> **What you need to do**
Reproduce the lines of the data below verbatim, starting at the line that contains "Target: window shutter" and ending at the line that contains "POLYGON ((227 78, 213", with both of those lines included.

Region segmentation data
--

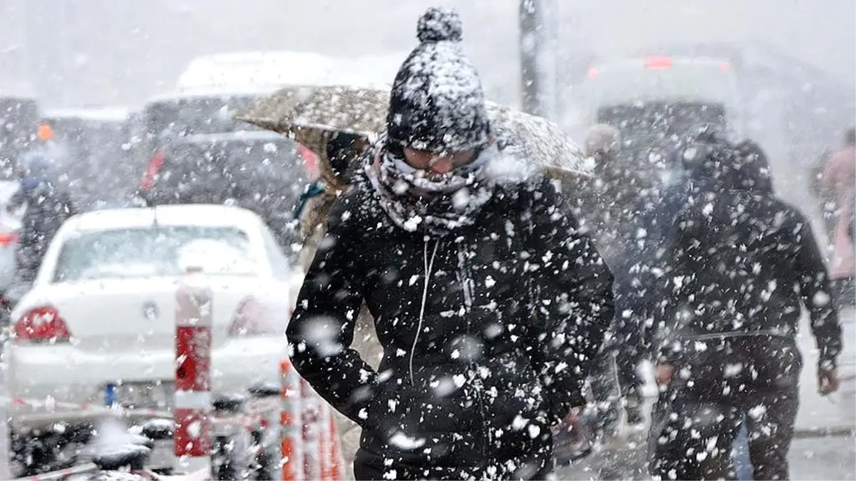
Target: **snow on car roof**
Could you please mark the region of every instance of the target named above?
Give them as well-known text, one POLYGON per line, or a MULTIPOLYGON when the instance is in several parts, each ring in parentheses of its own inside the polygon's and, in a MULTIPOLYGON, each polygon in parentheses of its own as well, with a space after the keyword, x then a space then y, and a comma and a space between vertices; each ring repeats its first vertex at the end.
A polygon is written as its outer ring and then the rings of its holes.
POLYGON ((174 144, 199 144, 205 142, 221 142, 232 140, 250 140, 250 141, 291 141, 290 139, 270 130, 239 130, 236 132, 223 132, 218 134, 197 134, 180 137, 173 141, 174 144))
POLYGON ((104 209, 74 216, 62 226, 66 234, 163 226, 236 227, 241 230, 264 224, 253 212, 219 205, 160 205, 154 208, 104 209))
POLYGON ((121 122, 131 113, 129 107, 93 107, 84 109, 51 109, 45 111, 46 119, 79 117, 86 120, 121 122))
POLYGON ((315 52, 228 52, 196 57, 179 77, 176 86, 317 83, 326 80, 332 69, 330 59, 315 52))
POLYGON ((257 95, 265 96, 273 93, 281 88, 280 86, 206 86, 199 88, 179 89, 168 93, 161 93, 150 97, 146 104, 154 104, 156 102, 170 102, 184 100, 189 98, 204 98, 219 97, 228 98, 229 97, 257 95))

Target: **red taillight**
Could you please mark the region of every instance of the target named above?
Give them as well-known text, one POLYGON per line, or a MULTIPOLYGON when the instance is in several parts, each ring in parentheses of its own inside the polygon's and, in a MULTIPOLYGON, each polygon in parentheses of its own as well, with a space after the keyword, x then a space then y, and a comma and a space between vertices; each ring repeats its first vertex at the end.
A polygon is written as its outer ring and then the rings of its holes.
POLYGON ((42 306, 30 309, 18 319, 15 338, 34 343, 68 342, 71 332, 56 307, 42 306))
POLYGON ((18 243, 18 233, 6 232, 0 234, 0 246, 6 246, 18 243))
POLYGON ((158 173, 160 172, 165 160, 166 152, 162 150, 155 152, 155 155, 152 157, 152 160, 149 161, 149 166, 146 168, 143 181, 140 182, 140 188, 141 190, 149 190, 155 185, 155 178, 158 176, 158 173))
POLYGON ((649 56, 645 60, 648 68, 669 68, 672 66, 672 59, 668 56, 649 56))
POLYGON ((306 175, 309 176, 309 180, 317 180, 320 174, 320 172, 318 172, 318 156, 315 155, 315 152, 311 151, 308 147, 300 144, 297 145, 297 153, 306 163, 306 175))
POLYGON ((276 326, 269 309, 252 297, 241 301, 229 330, 232 337, 276 334, 276 326))

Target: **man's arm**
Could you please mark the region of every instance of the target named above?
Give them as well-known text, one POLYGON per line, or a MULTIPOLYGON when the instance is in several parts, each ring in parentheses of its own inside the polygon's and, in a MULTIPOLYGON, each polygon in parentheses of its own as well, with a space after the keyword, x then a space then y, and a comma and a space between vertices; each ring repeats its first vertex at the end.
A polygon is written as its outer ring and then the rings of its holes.
POLYGON ((361 425, 377 373, 350 347, 363 302, 354 196, 340 198, 297 299, 286 336, 294 368, 340 413, 361 425))
POLYGON ((613 278, 553 184, 542 182, 532 194, 531 359, 546 389, 550 413, 562 419, 585 404, 582 384, 615 314, 613 278))

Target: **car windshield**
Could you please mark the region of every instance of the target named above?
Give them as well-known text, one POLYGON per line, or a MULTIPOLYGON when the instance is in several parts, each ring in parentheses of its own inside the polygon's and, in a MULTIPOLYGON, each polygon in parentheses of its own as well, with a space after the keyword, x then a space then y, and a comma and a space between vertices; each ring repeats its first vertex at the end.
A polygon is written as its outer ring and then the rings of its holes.
POLYGON ((150 104, 146 110, 146 130, 159 139, 250 130, 249 124, 232 117, 259 98, 258 95, 225 95, 173 98, 150 104))
POLYGON ((62 245, 52 282, 181 276, 253 276, 247 234, 231 227, 168 226, 83 232, 62 245))
POLYGON ((604 66, 593 68, 583 98, 593 107, 633 102, 704 101, 734 105, 734 74, 716 62, 674 64, 668 68, 604 66))

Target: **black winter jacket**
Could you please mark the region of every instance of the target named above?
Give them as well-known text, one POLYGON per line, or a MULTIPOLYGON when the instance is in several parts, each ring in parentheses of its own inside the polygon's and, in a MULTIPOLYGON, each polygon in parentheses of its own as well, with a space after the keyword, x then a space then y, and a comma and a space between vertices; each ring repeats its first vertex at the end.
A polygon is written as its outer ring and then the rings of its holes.
POLYGON ((584 403, 613 317, 597 250, 550 181, 497 186, 474 225, 437 238, 394 227, 364 177, 332 208, 300 290, 295 368, 363 428, 358 465, 443 479, 548 466, 550 426, 584 403), (364 300, 378 372, 349 348, 364 300))
POLYGON ((719 334, 793 339, 800 308, 820 362, 835 364, 841 330, 809 221, 762 190, 702 187, 678 214, 664 249, 661 360, 681 362, 693 341, 719 334))

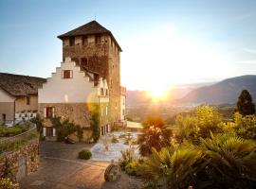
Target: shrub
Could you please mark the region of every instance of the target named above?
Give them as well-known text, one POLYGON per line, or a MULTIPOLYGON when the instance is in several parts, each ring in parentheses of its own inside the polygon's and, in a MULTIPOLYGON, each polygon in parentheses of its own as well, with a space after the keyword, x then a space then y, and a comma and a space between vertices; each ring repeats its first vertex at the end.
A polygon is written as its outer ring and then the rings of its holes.
POLYGON ((130 175, 130 176, 141 176, 141 170, 142 166, 141 164, 138 163, 138 161, 135 160, 135 161, 132 161, 131 163, 129 163, 128 164, 126 164, 125 166, 125 173, 127 175, 130 175))
POLYGON ((61 117, 51 119, 52 126, 56 129, 57 141, 64 141, 65 137, 76 133, 76 136, 81 141, 82 139, 83 130, 80 125, 75 125, 69 122, 68 119, 61 121, 61 117))
POLYGON ((19 149, 24 146, 28 141, 37 137, 39 137, 38 133, 32 132, 15 141, 5 141, 3 143, 0 143, 0 153, 19 149))
POLYGON ((78 154, 78 158, 82 160, 89 160, 91 157, 92 152, 89 149, 82 149, 78 154))
POLYGON ((0 178, 0 188, 3 189, 19 189, 18 183, 13 183, 9 179, 0 178))
POLYGON ((159 152, 153 148, 142 164, 141 176, 152 188, 185 189, 195 183, 202 160, 202 151, 189 146, 178 149, 163 147, 159 152))
POLYGON ((113 136, 112 139, 111 139, 111 143, 119 143, 119 140, 118 139, 118 137, 116 136, 113 136))
POLYGON ((222 116, 215 108, 196 107, 193 115, 176 116, 175 127, 178 129, 176 138, 179 143, 187 140, 198 145, 200 137, 209 138, 210 132, 221 132, 222 121, 222 116))
POLYGON ((22 132, 25 132, 29 129, 28 124, 24 124, 21 126, 13 126, 13 127, 1 127, 0 128, 0 137, 10 137, 18 135, 22 132))

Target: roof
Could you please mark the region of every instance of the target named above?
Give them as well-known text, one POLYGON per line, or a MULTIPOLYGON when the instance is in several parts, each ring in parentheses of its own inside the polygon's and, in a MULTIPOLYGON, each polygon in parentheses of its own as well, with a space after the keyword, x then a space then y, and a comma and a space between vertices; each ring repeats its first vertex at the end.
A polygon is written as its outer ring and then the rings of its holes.
POLYGON ((37 94, 46 78, 0 73, 0 88, 11 95, 37 94))
POLYGON ((100 25, 97 21, 91 21, 82 26, 79 26, 71 31, 68 31, 63 35, 58 36, 59 39, 63 40, 66 37, 74 37, 74 36, 86 36, 86 35, 93 35, 93 34, 109 34, 114 42, 117 43, 118 47, 121 51, 119 44, 118 43, 117 40, 114 38, 113 34, 110 30, 103 27, 100 25))

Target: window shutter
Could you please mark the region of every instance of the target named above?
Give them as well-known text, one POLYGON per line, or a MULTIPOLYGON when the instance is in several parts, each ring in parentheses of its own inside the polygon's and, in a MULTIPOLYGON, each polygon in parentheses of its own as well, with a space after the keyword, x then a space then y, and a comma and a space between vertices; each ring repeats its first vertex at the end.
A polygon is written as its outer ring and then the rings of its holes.
POLYGON ((43 136, 46 136, 46 128, 43 128, 43 136))
POLYGON ((46 108, 44 108, 44 117, 46 118, 46 108))
POLYGON ((52 136, 56 136, 56 129, 55 129, 55 128, 52 129, 52 136))
POLYGON ((55 117, 55 108, 52 108, 52 117, 55 117))
POLYGON ((73 70, 70 70, 70 78, 73 78, 73 70))

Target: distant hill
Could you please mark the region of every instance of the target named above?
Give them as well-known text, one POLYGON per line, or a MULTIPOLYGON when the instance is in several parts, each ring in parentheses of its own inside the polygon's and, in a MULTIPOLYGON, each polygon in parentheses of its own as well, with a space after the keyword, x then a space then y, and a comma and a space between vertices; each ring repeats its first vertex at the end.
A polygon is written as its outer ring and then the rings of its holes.
MULTIPOLYGON (((189 92, 201 86, 211 85, 215 82, 201 82, 177 85, 172 88, 166 95, 165 103, 174 102, 174 100, 185 96, 189 92)), ((152 96, 147 91, 131 91, 126 92, 126 102, 128 107, 137 107, 152 102, 152 96)))
POLYGON ((227 78, 213 85, 200 87, 189 92, 178 102, 207 103, 207 104, 233 104, 242 90, 247 89, 256 101, 256 76, 247 75, 227 78))

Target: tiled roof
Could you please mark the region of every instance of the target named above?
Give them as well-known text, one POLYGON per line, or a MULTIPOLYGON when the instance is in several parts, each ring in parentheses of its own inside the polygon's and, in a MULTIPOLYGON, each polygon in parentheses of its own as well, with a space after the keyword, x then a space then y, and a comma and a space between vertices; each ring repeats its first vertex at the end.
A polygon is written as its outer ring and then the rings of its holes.
POLYGON ((0 73, 0 88, 11 95, 37 94, 46 78, 0 73))
POLYGON ((68 31, 63 35, 58 36, 58 38, 63 40, 64 38, 66 38, 66 37, 86 36, 86 35, 93 35, 93 34, 109 34, 111 38, 114 40, 114 42, 117 43, 117 45, 119 46, 119 50, 121 51, 119 44, 114 38, 111 31, 103 27, 97 21, 91 21, 82 26, 79 26, 71 31, 68 31))

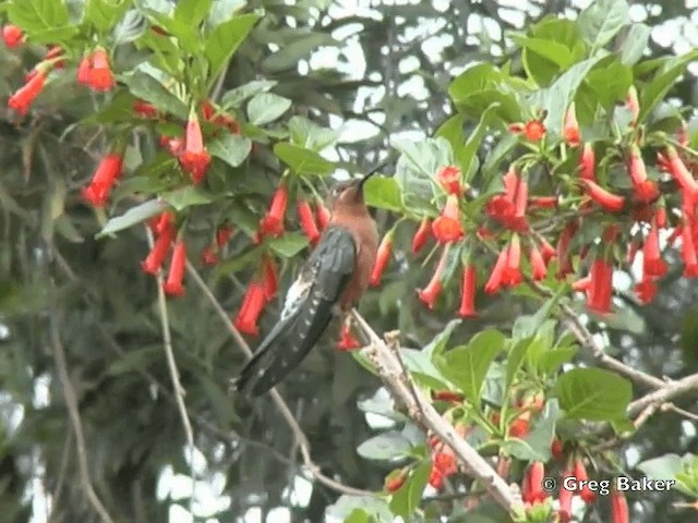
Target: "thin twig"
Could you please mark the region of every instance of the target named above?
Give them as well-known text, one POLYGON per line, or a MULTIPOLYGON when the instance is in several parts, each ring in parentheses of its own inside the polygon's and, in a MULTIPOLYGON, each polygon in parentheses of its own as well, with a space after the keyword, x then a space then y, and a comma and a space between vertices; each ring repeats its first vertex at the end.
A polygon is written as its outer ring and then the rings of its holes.
POLYGON ((80 418, 80 410, 77 409, 77 397, 75 394, 75 389, 73 389, 73 384, 70 381, 70 376, 68 374, 68 363, 65 360, 65 351, 63 350, 63 344, 61 343, 60 335, 58 331, 58 320, 56 318, 56 313, 53 313, 49 319, 50 324, 50 337, 51 337, 51 345, 53 349, 53 360, 56 361, 56 368, 58 369, 58 377, 61 381, 61 388, 63 390, 63 399, 65 401, 65 406, 68 408, 68 413, 71 418, 71 423, 73 425, 73 431, 75 433, 75 448, 77 450, 77 464, 80 467, 80 482, 82 484, 83 490, 87 496, 87 500, 92 504, 95 512, 99 514, 101 521, 106 523, 113 523, 111 515, 107 512, 107 509, 101 503, 99 497, 95 492, 95 489, 92 485, 92 479, 89 478, 89 466, 87 463, 87 447, 85 446, 85 434, 83 433, 83 422, 80 418))
MULTIPOLYGON (((148 245, 153 248, 153 232, 147 227, 145 228, 148 236, 148 245)), ((163 329, 163 349, 167 358, 167 367, 170 372, 170 378, 172 379, 172 389, 174 391, 174 399, 177 401, 177 408, 182 421, 182 427, 184 427, 184 436, 186 438, 186 446, 189 447, 189 469, 192 478, 192 495, 189 499, 189 512, 194 516, 194 491, 196 488, 196 477, 194 474, 194 430, 192 429, 192 423, 189 419, 186 413, 186 404, 184 403, 184 394, 186 393, 182 382, 180 380, 179 369, 177 368, 177 362, 174 361, 174 351, 172 350, 172 333, 170 331, 170 321, 167 314, 167 297, 165 296, 165 290, 163 288, 163 273, 158 271, 156 276, 157 282, 157 303, 160 313, 160 327, 163 329)))
MULTIPOLYGON (((240 350, 244 353, 244 355, 248 358, 252 357, 252 350, 250 349, 250 345, 248 345, 248 342, 244 340, 240 331, 238 331, 234 325, 232 325, 232 321, 230 321, 230 318, 228 317, 228 314, 226 313, 226 311, 222 308, 222 305, 220 305, 220 302, 218 302, 214 293, 210 291, 210 289, 208 289, 208 285, 198 273, 198 271, 194 268, 194 266, 189 260, 186 260, 186 272, 194 280, 194 282, 201 289, 201 291, 204 293, 204 295, 213 306, 216 314, 220 317, 222 323, 226 325, 226 328, 232 336, 232 339, 236 341, 240 350)), ((298 448, 300 449, 301 457, 303 458, 303 464, 308 467, 308 470, 313 475, 313 477, 317 479, 317 482, 340 494, 348 494, 350 496, 373 496, 373 492, 369 490, 362 490, 359 488, 349 487, 323 474, 320 466, 313 461, 311 457, 310 443, 308 441, 308 437, 303 433, 303 429, 301 428, 298 421, 293 416, 293 413, 289 409, 288 404, 286 403, 284 398, 281 398, 281 394, 279 394, 276 388, 272 389, 269 391, 269 394, 272 396, 272 401, 274 401, 274 404, 281 413, 281 417, 284 418, 288 427, 291 429, 291 433, 296 438, 296 442, 298 445, 298 448)))
POLYGON ((521 496, 515 486, 509 486, 496 471, 473 449, 456 429, 434 409, 418 387, 409 387, 410 376, 405 376, 400 363, 387 343, 378 338, 373 328, 354 309, 353 317, 361 330, 369 337, 371 344, 362 349, 363 353, 375 365, 384 384, 396 400, 407 406, 408 415, 414 422, 436 434, 448 445, 459 460, 466 464, 468 472, 482 484, 493 499, 507 512, 514 514, 522 509, 521 496), (413 396, 414 394, 414 396, 413 396))

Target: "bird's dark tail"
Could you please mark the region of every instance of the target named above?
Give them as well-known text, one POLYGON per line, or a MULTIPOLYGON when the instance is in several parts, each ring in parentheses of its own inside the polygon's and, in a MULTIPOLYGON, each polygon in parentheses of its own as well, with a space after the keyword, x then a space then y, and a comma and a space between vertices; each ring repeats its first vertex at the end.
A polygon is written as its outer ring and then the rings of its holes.
POLYGON ((284 379, 315 345, 332 319, 332 302, 317 292, 296 314, 280 321, 260 344, 252 360, 232 380, 245 396, 260 396, 284 379))

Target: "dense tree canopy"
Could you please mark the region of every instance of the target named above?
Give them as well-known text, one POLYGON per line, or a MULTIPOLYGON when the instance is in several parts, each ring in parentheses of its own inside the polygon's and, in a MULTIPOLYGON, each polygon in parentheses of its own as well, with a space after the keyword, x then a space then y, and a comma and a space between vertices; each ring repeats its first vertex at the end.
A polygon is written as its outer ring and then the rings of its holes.
POLYGON ((695 7, 0 3, 0 520, 693 521, 695 7), (375 168, 361 316, 230 393, 375 168))

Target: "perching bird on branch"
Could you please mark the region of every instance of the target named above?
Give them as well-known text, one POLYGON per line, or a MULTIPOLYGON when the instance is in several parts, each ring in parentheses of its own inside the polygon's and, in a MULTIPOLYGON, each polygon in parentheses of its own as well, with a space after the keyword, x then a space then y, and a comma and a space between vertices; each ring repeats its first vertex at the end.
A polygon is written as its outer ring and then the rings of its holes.
POLYGON ((333 315, 348 313, 369 287, 378 233, 363 185, 374 173, 333 190, 329 223, 288 290, 279 321, 232 380, 238 391, 260 396, 278 384, 308 355, 333 315))

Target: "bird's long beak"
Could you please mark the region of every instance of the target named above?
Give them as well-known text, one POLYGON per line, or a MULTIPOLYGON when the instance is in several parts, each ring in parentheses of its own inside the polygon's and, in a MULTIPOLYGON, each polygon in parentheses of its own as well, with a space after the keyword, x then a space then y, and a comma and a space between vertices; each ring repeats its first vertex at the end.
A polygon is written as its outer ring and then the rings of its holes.
POLYGON ((366 180, 369 180, 373 174, 376 174, 377 172, 378 169, 374 169, 359 181, 359 192, 363 192, 363 184, 366 183, 366 180))

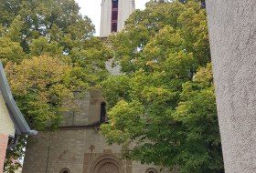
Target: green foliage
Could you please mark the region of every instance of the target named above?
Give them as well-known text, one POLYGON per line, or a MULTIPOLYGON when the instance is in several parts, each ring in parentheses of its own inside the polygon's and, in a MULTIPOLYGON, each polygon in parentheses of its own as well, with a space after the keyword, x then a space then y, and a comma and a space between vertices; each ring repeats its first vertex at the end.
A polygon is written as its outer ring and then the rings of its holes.
POLYGON ((58 127, 65 104, 72 97, 71 66, 58 57, 42 56, 5 66, 13 94, 33 128, 58 127), (26 83, 26 85, 24 85, 26 83))
MULTIPOLYGON (((57 129, 74 91, 99 87, 112 53, 74 0, 0 0, 0 58, 29 126, 57 129)), ((24 139, 26 141, 26 139, 24 139)), ((16 168, 7 152, 5 171, 16 168)), ((18 151, 18 152, 16 152, 18 151)))
POLYGON ((220 173, 223 160, 206 13, 197 1, 151 1, 110 38, 123 75, 102 83, 110 144, 124 156, 180 172, 220 173))

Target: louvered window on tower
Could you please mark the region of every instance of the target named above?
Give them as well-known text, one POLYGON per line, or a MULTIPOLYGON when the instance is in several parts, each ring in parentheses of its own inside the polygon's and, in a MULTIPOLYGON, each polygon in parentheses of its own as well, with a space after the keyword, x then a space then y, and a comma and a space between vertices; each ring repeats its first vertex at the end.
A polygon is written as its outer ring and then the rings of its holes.
POLYGON ((112 0, 112 8, 118 8, 118 0, 112 0))
POLYGON ((112 33, 117 32, 118 0, 112 0, 112 33))
POLYGON ((106 122, 106 103, 101 103, 101 124, 106 122))

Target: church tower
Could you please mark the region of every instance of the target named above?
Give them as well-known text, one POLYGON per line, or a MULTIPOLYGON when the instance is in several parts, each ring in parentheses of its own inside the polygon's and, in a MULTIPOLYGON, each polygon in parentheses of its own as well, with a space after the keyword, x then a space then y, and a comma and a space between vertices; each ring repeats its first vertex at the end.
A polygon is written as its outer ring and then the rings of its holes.
POLYGON ((101 37, 121 31, 124 21, 135 9, 134 0, 102 0, 101 37))

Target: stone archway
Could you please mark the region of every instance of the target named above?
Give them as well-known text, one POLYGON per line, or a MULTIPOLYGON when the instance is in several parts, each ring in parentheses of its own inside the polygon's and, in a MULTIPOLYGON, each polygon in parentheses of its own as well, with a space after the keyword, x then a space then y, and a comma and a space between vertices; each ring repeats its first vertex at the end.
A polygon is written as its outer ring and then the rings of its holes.
POLYGON ((91 165, 90 173, 125 173, 123 165, 115 156, 106 154, 91 165))
POLYGON ((99 170, 96 171, 97 173, 119 173, 119 168, 116 165, 112 163, 105 163, 99 170))

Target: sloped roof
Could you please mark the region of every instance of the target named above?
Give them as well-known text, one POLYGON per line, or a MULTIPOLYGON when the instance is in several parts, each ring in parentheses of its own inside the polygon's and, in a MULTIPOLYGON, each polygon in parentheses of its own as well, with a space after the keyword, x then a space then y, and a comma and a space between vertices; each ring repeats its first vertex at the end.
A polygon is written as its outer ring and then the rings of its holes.
POLYGON ((6 76, 4 71, 2 61, 0 60, 0 90, 6 106, 10 111, 10 116, 16 127, 16 135, 37 135, 37 131, 31 130, 22 113, 20 112, 10 89, 6 76))

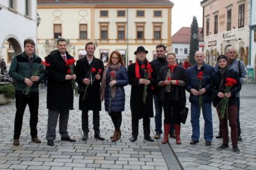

--

> **The answer**
Target: window shutter
Could you please mark the region of every instance of the target named above?
Give them as well-known text, one POLYGON per line, or a MULTIPOLYGON when the instance is in several parts, each ring in parentheses of its own inside the polygon's and, in a MULTIPOLYGON, each polygon in parentheses of its own as well, with a space after the keyword, x then a space then y, and a comma and a space between vertices; each ring repeats its first vertex at the end.
A polygon is written as its outer ring and then the rings of its holes.
POLYGON ((43 136, 46 136, 46 128, 43 128, 43 136))
POLYGON ((46 108, 44 108, 44 117, 46 118, 46 108))
POLYGON ((52 136, 56 136, 56 129, 55 129, 55 128, 52 129, 52 136))
POLYGON ((55 117, 55 108, 52 108, 52 117, 55 117))
POLYGON ((73 70, 70 70, 70 78, 73 78, 73 70))

Target: distant hill
Could you please mark the region of every instance of the target named above?
Give them as well-known text, one POLYGON per line, or a MULTIPOLYGON when the instance is in several parts, each ring in parentheses of its own inside the polygon's and, in a MULTIPOLYGON, each polygon in parentheses of its own as well, with a space after the keyword, x then a space then y, and a comma and a space between vertices; each ring repeats its first vertex at the end.
A polygon is written as its outer ring and then the rings of its holes.
MULTIPOLYGON (((189 92, 201 86, 211 85, 215 82, 201 82, 177 85, 172 88, 166 95, 165 103, 174 102, 174 100, 185 96, 189 92)), ((152 96, 147 91, 131 91, 126 92, 126 102, 128 107, 137 107, 152 102, 152 96)))
POLYGON ((227 78, 213 85, 200 87, 189 92, 178 102, 207 103, 207 104, 233 104, 242 90, 247 89, 256 101, 256 76, 247 75, 227 78))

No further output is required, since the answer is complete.